# Supplied data
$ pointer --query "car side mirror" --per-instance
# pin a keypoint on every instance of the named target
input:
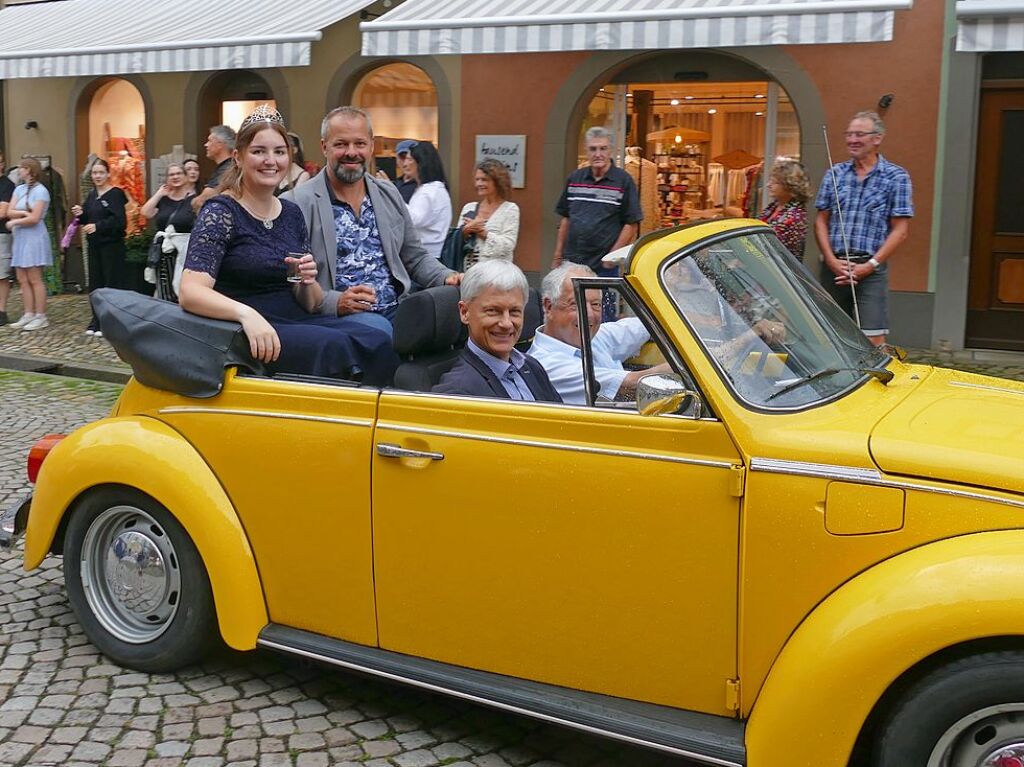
(658, 394)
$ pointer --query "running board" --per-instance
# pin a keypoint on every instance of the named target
(717, 740)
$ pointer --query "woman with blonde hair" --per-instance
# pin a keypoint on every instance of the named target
(31, 251)
(790, 190)
(249, 261)
(491, 225)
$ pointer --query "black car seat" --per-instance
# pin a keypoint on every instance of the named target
(429, 335)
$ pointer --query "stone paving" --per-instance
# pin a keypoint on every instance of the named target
(62, 704)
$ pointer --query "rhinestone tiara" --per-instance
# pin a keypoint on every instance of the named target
(262, 114)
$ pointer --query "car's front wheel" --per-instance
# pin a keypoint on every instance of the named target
(137, 583)
(967, 714)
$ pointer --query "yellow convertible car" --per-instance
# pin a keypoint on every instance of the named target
(787, 549)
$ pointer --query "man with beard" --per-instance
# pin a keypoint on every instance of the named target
(368, 254)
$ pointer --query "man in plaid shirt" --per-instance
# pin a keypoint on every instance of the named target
(875, 196)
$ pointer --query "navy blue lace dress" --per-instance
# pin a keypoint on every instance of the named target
(247, 260)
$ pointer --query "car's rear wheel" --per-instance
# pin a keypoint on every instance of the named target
(137, 583)
(967, 714)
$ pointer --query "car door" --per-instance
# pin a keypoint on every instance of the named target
(584, 547)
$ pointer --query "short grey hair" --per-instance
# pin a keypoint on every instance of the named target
(879, 126)
(554, 281)
(598, 132)
(224, 134)
(348, 113)
(502, 275)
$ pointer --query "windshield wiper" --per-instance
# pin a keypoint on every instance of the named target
(883, 375)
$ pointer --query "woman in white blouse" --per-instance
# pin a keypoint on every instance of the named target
(494, 221)
(430, 206)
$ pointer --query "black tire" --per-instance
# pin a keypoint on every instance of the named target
(966, 713)
(146, 602)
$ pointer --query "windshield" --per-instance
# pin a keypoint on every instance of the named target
(776, 337)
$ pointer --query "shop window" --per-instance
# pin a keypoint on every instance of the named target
(401, 100)
(695, 150)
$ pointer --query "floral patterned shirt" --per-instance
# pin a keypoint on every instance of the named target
(790, 223)
(360, 253)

# Aim
All of the entries need to be transcribed word for word; pictures are left out.

# Reply
$ pointer --query "car side mirror" --per-instance
# pin a keypoint on every instance of the named target
input:
(658, 394)
$ pointer --query "running board" --per-instance
# pin a keypoint on every instance of the named target
(717, 740)
$ pointer --query "woman with blonde hair" --per-instance
# pin a keypoint on every instance of the named target
(31, 251)
(790, 190)
(249, 261)
(491, 225)
$ pointer --query "black car seat" --per-instance
# pin a keypoint on every instance of the named target
(429, 335)
$ pointer --query "stone paving" --per-instance
# pin a keypoint on every instance of the named target
(62, 704)
$ pointer --query "rhinestone tiara" --per-instance
# pin a keypoint on every instance of the named target
(262, 114)
$ pointer --query "car's front wheel" --per-instance
# pin a keypoint on every instance of the named target
(137, 583)
(967, 714)
$ pointer --query "yellow convertible car" --per-instance
# pin a keypoint on every instance of the named target
(787, 549)
$ pointer --query "man with beard" --per-instance
# pin a keypoint on every instance of the named target
(368, 254)
$ pointer --query "man in plaid shirt" --per-instance
# pin a keypoint on every instance of the named target
(875, 196)
$ pointer --query "navy blue lace dress" --per-instance
# pin a keypoint on every instance of the named target
(247, 260)
$ pointer --query "car's rear wheel" --per-instance
# pin a keypoint on every instance of the named target
(137, 583)
(967, 714)
$ pointer --query "car door" --per-instance
# pin a keypoint on every instance of the named target
(584, 547)
$ pointer --query "short grey hair" --per-instance
# pin a keypoint on every instance of the named target
(879, 126)
(554, 281)
(598, 132)
(224, 134)
(348, 113)
(502, 275)
$ pointer --query "windshield wiper" --per-instance
# pin a keypoint on every instance of the named target
(883, 375)
$ pointer --query "woman in white blouse" --per-instance
# pin a keypoint on every instance of the named target
(494, 221)
(430, 206)
$ pointer --query "black tire" --per-instance
# pin a keypoint on every instance of the named target
(966, 713)
(146, 602)
$ pointer --query "windshield" --per-instance
# pin a keypoint on every instance of the named target
(776, 337)
$ pointer --query "shop window" --per-instance
# pin a keypoint on every instance of the named target
(401, 100)
(695, 150)
$ pointer --query "floral patterned shirt" --per-instance
# pin a keypoint on every instance of the named target
(790, 223)
(360, 253)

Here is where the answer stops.